**Short problem**
Please format the items as a Markdown table with the columns Row and Line, starting at the line containing "window on side" and ending at the last line of the items, leaving out blank lines.

**Records provided**
+ + + + + + +

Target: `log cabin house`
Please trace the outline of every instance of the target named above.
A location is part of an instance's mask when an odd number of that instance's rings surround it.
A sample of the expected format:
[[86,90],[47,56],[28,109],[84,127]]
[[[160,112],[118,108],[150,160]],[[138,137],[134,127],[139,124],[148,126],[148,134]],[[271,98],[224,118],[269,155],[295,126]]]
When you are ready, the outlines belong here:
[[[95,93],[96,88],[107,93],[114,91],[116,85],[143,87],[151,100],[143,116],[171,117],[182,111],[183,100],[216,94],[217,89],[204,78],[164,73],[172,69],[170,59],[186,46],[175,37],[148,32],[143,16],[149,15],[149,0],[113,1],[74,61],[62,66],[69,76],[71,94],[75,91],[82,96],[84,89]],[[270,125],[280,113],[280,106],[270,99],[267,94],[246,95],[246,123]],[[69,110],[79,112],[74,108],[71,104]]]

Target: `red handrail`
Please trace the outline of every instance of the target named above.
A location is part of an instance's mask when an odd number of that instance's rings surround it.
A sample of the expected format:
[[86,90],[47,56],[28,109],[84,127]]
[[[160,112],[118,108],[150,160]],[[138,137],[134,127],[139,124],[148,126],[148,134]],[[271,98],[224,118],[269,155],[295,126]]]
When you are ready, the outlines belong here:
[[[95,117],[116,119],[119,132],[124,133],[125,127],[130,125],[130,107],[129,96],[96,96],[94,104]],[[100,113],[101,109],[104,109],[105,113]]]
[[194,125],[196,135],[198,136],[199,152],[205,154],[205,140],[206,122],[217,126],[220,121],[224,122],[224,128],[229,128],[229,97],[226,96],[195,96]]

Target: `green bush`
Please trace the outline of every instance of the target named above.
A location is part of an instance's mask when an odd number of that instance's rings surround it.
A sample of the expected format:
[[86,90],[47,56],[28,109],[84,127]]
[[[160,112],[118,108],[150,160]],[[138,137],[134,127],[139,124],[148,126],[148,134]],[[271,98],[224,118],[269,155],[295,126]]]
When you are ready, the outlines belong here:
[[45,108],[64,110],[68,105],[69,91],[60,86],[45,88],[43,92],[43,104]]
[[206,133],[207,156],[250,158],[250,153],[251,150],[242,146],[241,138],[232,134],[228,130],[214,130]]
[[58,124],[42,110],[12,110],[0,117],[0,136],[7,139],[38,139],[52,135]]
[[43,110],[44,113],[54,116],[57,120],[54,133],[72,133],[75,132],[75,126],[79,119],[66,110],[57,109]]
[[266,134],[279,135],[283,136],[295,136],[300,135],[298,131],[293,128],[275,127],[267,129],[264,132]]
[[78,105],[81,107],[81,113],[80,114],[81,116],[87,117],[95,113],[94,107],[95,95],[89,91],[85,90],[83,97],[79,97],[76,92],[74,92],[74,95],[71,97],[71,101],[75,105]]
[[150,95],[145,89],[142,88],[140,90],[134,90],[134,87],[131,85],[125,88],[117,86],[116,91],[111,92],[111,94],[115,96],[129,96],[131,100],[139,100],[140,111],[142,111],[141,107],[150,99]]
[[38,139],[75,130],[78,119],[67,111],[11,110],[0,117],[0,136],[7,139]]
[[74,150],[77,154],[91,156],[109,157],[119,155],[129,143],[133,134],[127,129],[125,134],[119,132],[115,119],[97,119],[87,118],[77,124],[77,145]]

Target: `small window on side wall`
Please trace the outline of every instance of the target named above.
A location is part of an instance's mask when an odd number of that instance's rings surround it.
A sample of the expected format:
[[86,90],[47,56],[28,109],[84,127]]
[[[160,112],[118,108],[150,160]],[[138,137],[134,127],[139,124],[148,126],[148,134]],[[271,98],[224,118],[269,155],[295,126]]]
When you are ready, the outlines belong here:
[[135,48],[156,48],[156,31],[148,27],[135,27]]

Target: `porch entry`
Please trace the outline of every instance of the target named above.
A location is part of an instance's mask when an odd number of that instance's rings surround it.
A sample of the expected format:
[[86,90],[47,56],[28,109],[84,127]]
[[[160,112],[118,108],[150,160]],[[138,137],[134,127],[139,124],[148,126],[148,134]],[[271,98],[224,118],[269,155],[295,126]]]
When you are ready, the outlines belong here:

+ + + + + + +

**Expected output**
| Row | Line |
|---|---|
| 1 | Target: `small window on side wall` |
| 2 | Please trace the outline of every instance of the target named above. |
| 3 | A location is part of an instance's mask when an odd number of that instance's rings surround it. |
| 4 | A sample of the expected format: |
| 5 | [[86,90],[47,56],[28,109],[84,127]] |
| 6 | [[[160,112],[118,108],[150,160]],[[138,137],[134,127],[139,124],[148,126],[148,134]],[[271,98],[224,118],[269,155],[295,126]]] |
| 7 | When you are ready, the outlines belong here: |
| 8 | [[135,48],[156,48],[156,31],[148,27],[135,27]] |
| 9 | Target: `porch entry` |
| 10 | Please trace the outline of every instance of the target named above. |
| 11 | A location is part of an instance's mask when an odd number of that instance's rings surround it. |
| 12 | A sample of the expected format: |
| 13 | [[86,90],[47,56],[28,109],[84,127]] |
| 14 | [[[160,112],[118,108],[150,160]],[[138,137],[134,127],[139,124],[148,126],[148,134]],[[271,98],[224,118],[269,155],[295,126]]] |
| 15 | When you are ready, the outlines belong here: |